[Stated goal 1]: In the passage on Arkoun's approach to the Qur'an, what does philology fail to encompass?
[Stated goal 2]: From the passage on Arkoun's approach to the Qur'an, copy the text that begins at the words "Limits of the" and stops after "a final answer.".

[Text passage]:
────────────────────
Formulating the Claim

Studying the Qur’an requires combining the philological approach and the historical approach; neither is sufficient on its own.

Explanation

In Arkoun’s thought, the major religious texts cannot be understood through linguistic reading alone, because philology reveals structure, language, and usage, but it does not encompass the historical context in which the text took shape. Conversely, history alone is not enough if it is separated from careful work on words, forms, and the paths of meaning.

The claim therefore rests on the complementarity of tools, not on ranking them against one another: scientific reading requires linguistic/philological analysis and a developmental historical perspective that connects the text to its circumstances and to the trajectories of its reception. In this sense, understanding is broader than linguistic explanation and more precise than general historical narrative.

Its Place in the Book’s Argument

This atom falls within Arkoun’s effort to reconstruct the tools for reading the Qur’an in a way that moves beyond reductionism. It connects directly to the idea that any serious approach to the Qur’anic text should go beyond relying on a single discipline and should open the way to the convergence of methods in studying the text and its history together.

Limits of the Claim

This formulation does not mean that every detail in the text requires a direct historical inference, nor does it settle interpretive conclusions by itself. What is intended here is the identification of a methodological condition for reading, not the presentation of a complete interpretation or a final answer.
────────────────────
[Dataset content]:
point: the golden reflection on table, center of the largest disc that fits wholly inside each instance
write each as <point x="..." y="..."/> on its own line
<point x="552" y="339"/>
────────────────────
[Worked solution 1]: The historical context in which the text took shape.

[Worked solution 2]:
Limits of the Claim

This formulation does not mean that every detail in the text requires a direct historical inference, nor does it settle interpretive conclusions by itself. What is intended here is the identification of a methodological condition for reading, not the presentation of a complete interpretation or a final answer.